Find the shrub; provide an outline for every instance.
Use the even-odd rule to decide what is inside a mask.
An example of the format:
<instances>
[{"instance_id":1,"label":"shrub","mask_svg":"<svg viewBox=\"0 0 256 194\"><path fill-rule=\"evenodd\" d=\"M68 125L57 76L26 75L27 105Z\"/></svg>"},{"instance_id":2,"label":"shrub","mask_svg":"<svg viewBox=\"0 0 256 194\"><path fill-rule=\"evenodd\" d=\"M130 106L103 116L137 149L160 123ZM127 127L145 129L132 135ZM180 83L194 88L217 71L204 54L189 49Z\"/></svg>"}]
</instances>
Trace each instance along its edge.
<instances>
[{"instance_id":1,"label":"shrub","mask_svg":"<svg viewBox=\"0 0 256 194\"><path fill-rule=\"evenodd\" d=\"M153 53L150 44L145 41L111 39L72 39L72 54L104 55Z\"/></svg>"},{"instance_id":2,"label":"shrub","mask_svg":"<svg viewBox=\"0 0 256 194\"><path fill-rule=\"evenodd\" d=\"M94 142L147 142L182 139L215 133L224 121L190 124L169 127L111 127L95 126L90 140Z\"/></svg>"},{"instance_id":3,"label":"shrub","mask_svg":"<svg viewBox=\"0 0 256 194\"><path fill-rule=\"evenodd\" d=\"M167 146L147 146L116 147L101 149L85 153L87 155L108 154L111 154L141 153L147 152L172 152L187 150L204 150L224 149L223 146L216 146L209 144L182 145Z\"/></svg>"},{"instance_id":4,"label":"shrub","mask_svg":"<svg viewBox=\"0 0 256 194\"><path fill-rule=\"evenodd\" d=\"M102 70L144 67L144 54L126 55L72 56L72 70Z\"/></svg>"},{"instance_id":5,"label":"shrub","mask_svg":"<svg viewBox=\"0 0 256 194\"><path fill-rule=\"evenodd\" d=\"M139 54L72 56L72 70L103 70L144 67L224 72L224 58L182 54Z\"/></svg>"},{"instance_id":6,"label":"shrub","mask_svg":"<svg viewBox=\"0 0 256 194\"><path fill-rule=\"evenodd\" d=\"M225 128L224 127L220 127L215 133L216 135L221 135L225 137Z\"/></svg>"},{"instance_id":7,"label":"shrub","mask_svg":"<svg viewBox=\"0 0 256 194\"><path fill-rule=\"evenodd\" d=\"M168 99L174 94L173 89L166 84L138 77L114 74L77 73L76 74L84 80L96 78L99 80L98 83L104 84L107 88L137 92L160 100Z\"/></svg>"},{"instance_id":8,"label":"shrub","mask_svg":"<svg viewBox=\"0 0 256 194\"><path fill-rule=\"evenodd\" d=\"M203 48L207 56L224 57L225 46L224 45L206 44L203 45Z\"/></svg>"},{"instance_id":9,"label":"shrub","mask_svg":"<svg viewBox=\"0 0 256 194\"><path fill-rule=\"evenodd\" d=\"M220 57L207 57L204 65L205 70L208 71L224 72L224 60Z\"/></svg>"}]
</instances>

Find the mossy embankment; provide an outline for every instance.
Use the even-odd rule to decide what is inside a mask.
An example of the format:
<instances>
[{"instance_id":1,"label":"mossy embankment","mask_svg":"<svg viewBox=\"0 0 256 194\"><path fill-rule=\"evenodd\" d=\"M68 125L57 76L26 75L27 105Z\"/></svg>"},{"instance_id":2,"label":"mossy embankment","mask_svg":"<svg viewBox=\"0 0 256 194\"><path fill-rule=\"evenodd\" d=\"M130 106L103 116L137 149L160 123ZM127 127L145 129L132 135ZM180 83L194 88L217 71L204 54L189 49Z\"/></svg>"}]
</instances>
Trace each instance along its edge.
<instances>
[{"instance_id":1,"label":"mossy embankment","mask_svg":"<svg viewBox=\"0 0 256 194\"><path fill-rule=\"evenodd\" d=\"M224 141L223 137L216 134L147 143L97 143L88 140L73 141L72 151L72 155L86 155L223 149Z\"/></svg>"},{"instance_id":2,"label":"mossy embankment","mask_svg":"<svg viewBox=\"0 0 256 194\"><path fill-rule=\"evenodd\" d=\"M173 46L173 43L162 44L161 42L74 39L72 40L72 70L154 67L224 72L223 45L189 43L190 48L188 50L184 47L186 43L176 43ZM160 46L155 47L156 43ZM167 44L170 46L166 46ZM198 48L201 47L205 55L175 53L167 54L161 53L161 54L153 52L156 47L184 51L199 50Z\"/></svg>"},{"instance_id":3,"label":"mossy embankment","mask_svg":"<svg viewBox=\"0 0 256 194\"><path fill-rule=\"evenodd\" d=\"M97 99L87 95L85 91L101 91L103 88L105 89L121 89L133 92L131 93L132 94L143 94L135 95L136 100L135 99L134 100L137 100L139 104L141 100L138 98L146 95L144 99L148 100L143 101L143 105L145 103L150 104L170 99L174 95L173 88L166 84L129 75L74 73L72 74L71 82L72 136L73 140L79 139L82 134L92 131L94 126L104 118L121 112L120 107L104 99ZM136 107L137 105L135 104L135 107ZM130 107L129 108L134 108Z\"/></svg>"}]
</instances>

════════════════

● **What is needed**
Copy every line of the entries above that contains the string "provide". Matches are case-sensitive.

● **Full response**
Find the shrub; provide an outline for every instance.
Find the mossy embankment; provide an outline for every instance.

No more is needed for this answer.